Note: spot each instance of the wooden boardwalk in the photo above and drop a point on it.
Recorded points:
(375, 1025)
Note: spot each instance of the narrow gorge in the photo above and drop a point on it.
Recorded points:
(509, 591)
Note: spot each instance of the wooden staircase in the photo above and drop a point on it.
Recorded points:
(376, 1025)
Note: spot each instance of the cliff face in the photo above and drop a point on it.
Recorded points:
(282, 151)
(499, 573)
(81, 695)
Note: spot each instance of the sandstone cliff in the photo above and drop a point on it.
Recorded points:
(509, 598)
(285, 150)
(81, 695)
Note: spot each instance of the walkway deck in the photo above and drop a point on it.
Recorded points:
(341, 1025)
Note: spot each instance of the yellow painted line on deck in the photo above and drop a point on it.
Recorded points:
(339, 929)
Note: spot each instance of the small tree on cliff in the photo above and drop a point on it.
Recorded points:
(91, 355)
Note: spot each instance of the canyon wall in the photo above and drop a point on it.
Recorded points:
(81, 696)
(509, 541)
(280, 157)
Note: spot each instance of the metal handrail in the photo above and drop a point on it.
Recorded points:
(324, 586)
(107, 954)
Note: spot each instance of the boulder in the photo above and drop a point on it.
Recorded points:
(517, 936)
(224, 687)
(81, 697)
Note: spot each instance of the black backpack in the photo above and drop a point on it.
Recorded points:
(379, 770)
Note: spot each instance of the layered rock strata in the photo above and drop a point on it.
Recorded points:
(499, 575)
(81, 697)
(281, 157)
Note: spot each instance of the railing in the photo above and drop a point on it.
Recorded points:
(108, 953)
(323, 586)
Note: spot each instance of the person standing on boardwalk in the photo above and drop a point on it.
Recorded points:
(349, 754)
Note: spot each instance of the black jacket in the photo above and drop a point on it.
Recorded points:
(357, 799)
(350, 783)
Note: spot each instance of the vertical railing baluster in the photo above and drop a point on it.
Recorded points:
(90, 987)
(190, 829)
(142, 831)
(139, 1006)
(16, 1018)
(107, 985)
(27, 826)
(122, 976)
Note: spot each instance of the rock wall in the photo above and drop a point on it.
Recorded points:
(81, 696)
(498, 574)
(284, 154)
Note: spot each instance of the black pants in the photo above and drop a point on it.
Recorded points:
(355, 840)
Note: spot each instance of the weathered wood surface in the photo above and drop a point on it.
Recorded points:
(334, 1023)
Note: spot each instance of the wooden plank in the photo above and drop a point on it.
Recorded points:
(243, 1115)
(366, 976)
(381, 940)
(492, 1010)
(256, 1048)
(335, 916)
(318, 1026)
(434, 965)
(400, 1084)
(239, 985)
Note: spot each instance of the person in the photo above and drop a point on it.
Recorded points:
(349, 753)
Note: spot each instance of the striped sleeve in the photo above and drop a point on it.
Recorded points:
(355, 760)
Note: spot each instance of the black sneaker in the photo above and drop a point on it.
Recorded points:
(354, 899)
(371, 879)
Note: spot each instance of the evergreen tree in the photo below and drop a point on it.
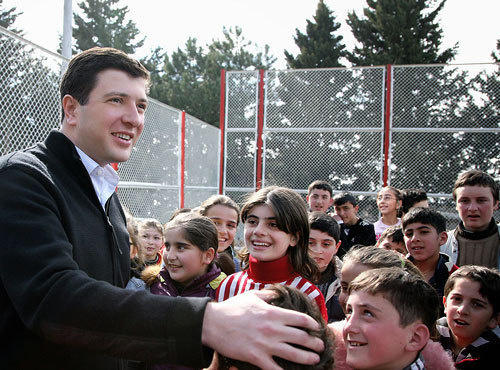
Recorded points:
(104, 25)
(189, 79)
(319, 47)
(398, 32)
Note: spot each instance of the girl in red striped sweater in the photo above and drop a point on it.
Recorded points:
(276, 246)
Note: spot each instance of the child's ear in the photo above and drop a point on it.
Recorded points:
(208, 256)
(494, 321)
(338, 246)
(419, 338)
(443, 237)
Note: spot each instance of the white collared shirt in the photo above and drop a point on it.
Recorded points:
(105, 179)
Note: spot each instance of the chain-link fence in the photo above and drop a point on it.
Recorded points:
(417, 126)
(150, 182)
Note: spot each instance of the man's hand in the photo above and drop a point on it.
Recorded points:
(246, 328)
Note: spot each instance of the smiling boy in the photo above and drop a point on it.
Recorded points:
(390, 314)
(470, 331)
(424, 232)
(476, 240)
(323, 246)
(353, 229)
(319, 196)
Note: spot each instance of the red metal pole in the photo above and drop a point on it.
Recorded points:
(115, 167)
(387, 123)
(183, 158)
(222, 126)
(260, 129)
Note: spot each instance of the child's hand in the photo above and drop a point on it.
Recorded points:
(246, 328)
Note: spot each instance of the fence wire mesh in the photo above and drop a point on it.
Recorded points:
(149, 182)
(329, 125)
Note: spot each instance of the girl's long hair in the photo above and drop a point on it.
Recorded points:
(292, 218)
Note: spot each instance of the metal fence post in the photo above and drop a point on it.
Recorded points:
(222, 126)
(260, 129)
(183, 159)
(387, 124)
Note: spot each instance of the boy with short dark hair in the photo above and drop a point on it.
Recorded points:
(390, 315)
(424, 232)
(353, 230)
(413, 198)
(319, 196)
(470, 331)
(393, 239)
(476, 240)
(323, 246)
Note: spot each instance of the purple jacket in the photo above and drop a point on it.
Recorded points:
(203, 286)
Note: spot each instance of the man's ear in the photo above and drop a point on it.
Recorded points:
(70, 106)
(443, 237)
(419, 337)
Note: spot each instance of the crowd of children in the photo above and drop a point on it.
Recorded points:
(402, 293)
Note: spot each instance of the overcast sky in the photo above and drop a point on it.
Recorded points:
(169, 23)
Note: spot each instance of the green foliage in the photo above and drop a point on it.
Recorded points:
(319, 47)
(189, 79)
(104, 25)
(398, 32)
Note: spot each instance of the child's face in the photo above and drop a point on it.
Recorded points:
(150, 241)
(373, 336)
(322, 248)
(468, 313)
(387, 202)
(184, 261)
(423, 241)
(475, 206)
(319, 200)
(348, 213)
(349, 272)
(391, 245)
(263, 239)
(226, 221)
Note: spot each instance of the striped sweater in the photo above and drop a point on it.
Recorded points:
(260, 275)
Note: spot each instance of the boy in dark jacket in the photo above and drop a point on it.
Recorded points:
(470, 331)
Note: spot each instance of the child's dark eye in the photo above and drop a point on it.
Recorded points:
(368, 313)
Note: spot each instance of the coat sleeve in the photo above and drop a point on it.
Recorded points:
(44, 292)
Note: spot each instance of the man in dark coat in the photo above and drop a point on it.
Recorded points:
(64, 257)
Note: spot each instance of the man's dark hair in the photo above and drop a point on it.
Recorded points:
(343, 198)
(321, 185)
(410, 197)
(488, 279)
(426, 216)
(324, 223)
(81, 76)
(476, 178)
(293, 299)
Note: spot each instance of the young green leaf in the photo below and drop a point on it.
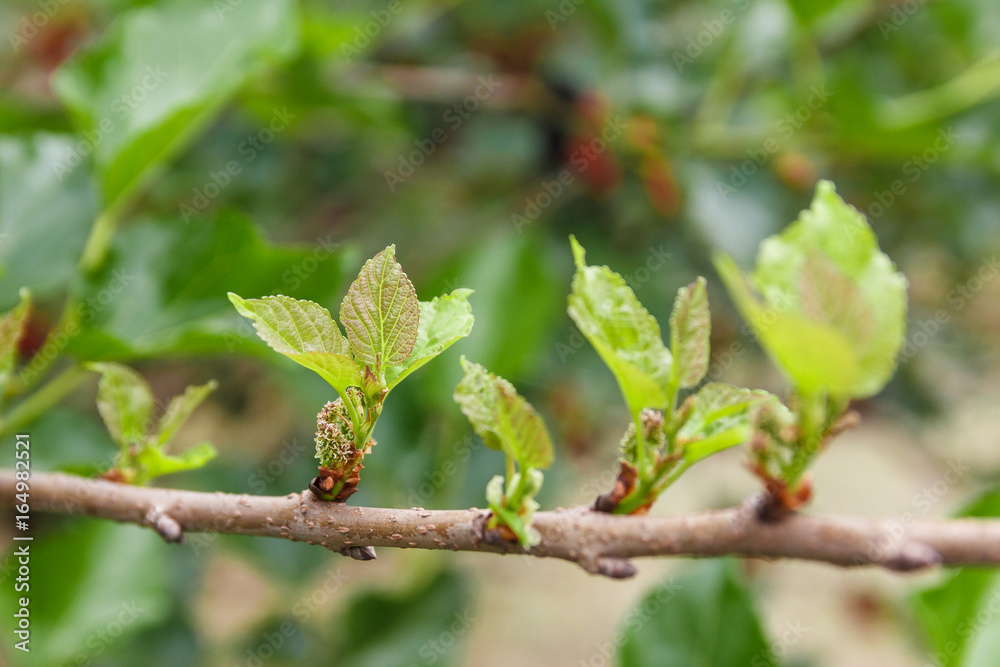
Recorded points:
(180, 408)
(154, 462)
(624, 334)
(719, 416)
(833, 307)
(11, 330)
(690, 329)
(443, 320)
(502, 418)
(125, 403)
(381, 312)
(305, 333)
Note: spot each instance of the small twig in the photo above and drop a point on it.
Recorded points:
(600, 543)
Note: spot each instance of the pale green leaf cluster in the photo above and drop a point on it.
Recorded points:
(126, 404)
(824, 301)
(506, 421)
(502, 418)
(628, 339)
(719, 416)
(388, 334)
(381, 312)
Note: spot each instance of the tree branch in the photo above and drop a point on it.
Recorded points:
(600, 543)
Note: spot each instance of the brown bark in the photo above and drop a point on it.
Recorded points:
(598, 542)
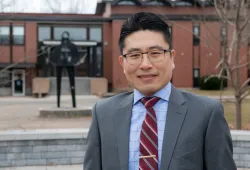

# # #

Please copy all of the lines above word for word, leaving out the pictures.

§ WRITTEN RESPONSE:
Note: spot each instance of the wooden boardwalk in the photo above and drop a point on it.
Recorded points:
(375, 1025)
Note: spot each instance of the narrow gorge in the photo above and drop a point on it.
Recorded points:
(509, 591)
Note: spot each instance of the wooden staircase in the photo above and drop a point on it.
Recorded points:
(376, 1025)
Note: spot each instance of the cliff face in the photo above and drop a point on it.
Recorded points:
(282, 151)
(499, 573)
(81, 695)
Note: spot each instance of the sandstone cliff in the photo above and drop a point on it.
Recorded points:
(509, 598)
(285, 150)
(81, 695)
Note: spot each instance of the walkway deck in the photo above and drop a point on it.
Recorded points:
(341, 1025)
Note: spot each instance of the yellow painted line on deck in the photo above and drop a point on it.
Recorded points:
(339, 929)
Note: spot each instance of the small tree on cliff in the photo above and drop a point on it.
Recorded points:
(91, 355)
Note: spot each instance of the canyon wall in the photo above and drop a point on it.
Recorded points:
(81, 696)
(509, 541)
(280, 157)
Note: spot each instance of the metal handrail in the photo above and drop a point on it.
Recorded points:
(324, 586)
(107, 954)
Note: spot each instance of the boulder in the photo above and drop a point on it.
Recorded points:
(517, 936)
(224, 687)
(81, 697)
Note: spot each instance of the black backpack in the photo above and drop a point on it.
Recorded points:
(379, 770)
Note: spot each instance of the layered rock strata in the photo above and drop a point on it.
Recorded points:
(499, 575)
(81, 697)
(281, 157)
Note: spot each instance of the railing in the photo above and drop a point on it.
Recorded points:
(108, 953)
(323, 586)
Note: spot each instance of the person standing on boardwalk in the photo above and drop a point on it.
Recorded points:
(349, 754)
Note: spot each instance of the black jacket in the photo above and drop a point on it.
Recorded points:
(357, 799)
(350, 783)
Note: spot each instance of the vertical railing baluster in the photo above and drop a point on it.
Recorded points:
(90, 987)
(190, 829)
(142, 831)
(139, 1006)
(16, 1018)
(107, 985)
(27, 826)
(122, 976)
Note: spot each instance of the rock wall in the photo above and drop a point on it.
Recorded points:
(81, 696)
(498, 574)
(284, 154)
Note: spot each instance of the black pants in the photo above and drop a point on it.
Recorded points:
(355, 840)
Note: spot each instance of the weathered wood surface in the photo above and drop a point on it.
Recorded points:
(334, 1023)
Note: spot each instance of the wooden plank in the photo above and drop a point on it.
Recorded points:
(243, 1115)
(366, 976)
(381, 940)
(492, 1010)
(256, 1048)
(335, 916)
(318, 1026)
(434, 965)
(400, 1084)
(239, 985)
Note: spot each instance of the person in the photo above and drop a point on it.
Recorded points:
(349, 753)
Note: spot each instance of the striped sleeve in the photo above and drop a point on it.
Recorded points:
(355, 760)
Note: spot each instance of the black sneaker in the photo above and drop a point on it.
Recorded points:
(354, 899)
(371, 879)
Note: spot each instance of the evergreen tree in the photo below and drop a point on it.
Recorded points:
(104, 25)
(189, 79)
(319, 47)
(398, 32)
Note: spot each instance of the girl in red striped sweater in the photo above and drop a point on it.
Recorded points:
(276, 246)
Note: spot each instance of the child's ear in the photo above and drop a point on it.
Recorded points:
(208, 256)
(494, 321)
(338, 246)
(419, 338)
(443, 237)
Note: spot each instance of the white collared shirt in the photo above and drop a point on it.
Recorded points:
(105, 179)
Note: spot each instance of the chain-link fence in the photo above and drop a point on it.
Recorded points:
(417, 126)
(150, 182)
Note: spot each instance of the man's hand in the photo above and drop a point on it.
Recorded points:
(246, 328)
Note: spot each instance of the smiling boy in the photo above and drop a point on it.
Recorded points:
(390, 314)
(470, 331)
(424, 232)
(476, 240)
(323, 246)
(353, 229)
(319, 196)
Note: spot each instance of the red metal pole in the photo above and drop a point on it.
Recorded points:
(115, 167)
(387, 123)
(183, 158)
(222, 126)
(260, 129)
Note: spot each instance of the child's hand in the photo above and drop a point on it.
Recorded points:
(246, 328)
Note: spot each instance of the fence wire mesh in the photo above and drop a point on it.
Recorded points:
(149, 182)
(329, 125)
Note: spot each instance of the girl's long hair in the photo above and drop a point on it.
Recorded points:
(292, 218)
Note: spot each instance of the metal fence post in the photo above and drop a point on it.
Recorded points:
(222, 126)
(260, 129)
(183, 159)
(387, 124)
Note: spot each instance of the boy with short dark hair in the photo above and drop a point on it.
Recorded points:
(390, 315)
(424, 232)
(353, 230)
(413, 198)
(319, 196)
(470, 331)
(393, 239)
(476, 240)
(323, 246)
Note: spot each instance of the purple jacket in the photo above and drop a point on it.
Recorded points:
(203, 286)
Note: spot each instance of the man's ear in the photo above and drop a point on it.
Recorded points:
(70, 106)
(443, 237)
(419, 337)
Note: spot each instance of the crowd of children in the photo above and drop a point on it.
Recorded points:
(402, 293)
Note: spot each instance of the overcast sky in the photo above and drop a point on it.
Recorded points:
(169, 23)
Note: spot each instance of the green foliage in the photo above and drop a point on it.
Recorded points:
(319, 47)
(189, 79)
(104, 25)
(398, 32)
Note: spot each instance of the child's face in the photo above and drop a point on it.
Recorded points:
(150, 241)
(373, 336)
(322, 248)
(468, 313)
(387, 202)
(184, 261)
(423, 241)
(475, 206)
(319, 200)
(348, 213)
(349, 272)
(391, 245)
(263, 239)
(226, 221)
Note: spot each instance of the striped sweater in the photo above and drop a point on it.
Recorded points:
(260, 275)
Note: spot each instance of the boy in dark jacket in the photo above and drop a point on it.
Recorded points:
(470, 331)
Note: spot each instance of the child's dark eye in the photo above and drop a point on it.
Recorded points:
(368, 313)
Note: spot each instance of the coat sleeve in the photo above and drop a point on it.
Recorded points:
(44, 292)
Note: spot each instance of the man in dark coat in the photo above and drop a point on it.
Recorded points:
(64, 257)
Note: spot each instance of the man's dark hair in the photo above and drop a point on it.
Recorded points:
(343, 198)
(321, 185)
(410, 197)
(488, 279)
(426, 216)
(324, 223)
(81, 76)
(476, 178)
(293, 299)
Note: spot each instance of the young green leaf in the photo below and drop a point on it.
Recorded points:
(180, 408)
(154, 462)
(624, 334)
(719, 416)
(833, 307)
(11, 330)
(690, 329)
(443, 320)
(502, 418)
(125, 403)
(381, 312)
(305, 333)
Note: spot each instance of the small twig in the photo above and drop a point on it.
Recorded points:
(600, 543)
Note: spot each instance of the pale green leaf cluster in the photo above and drop a point on it.
Recorded points:
(126, 404)
(824, 301)
(506, 421)
(502, 418)
(628, 339)
(719, 416)
(388, 334)
(381, 312)
Note: spot each instance of the tree branch in the photo above and drop a point on it.
Recorded points:
(600, 543)
Note: spot each instance of the brown bark in the photo above and drop a point on it.
Recorded points:
(598, 542)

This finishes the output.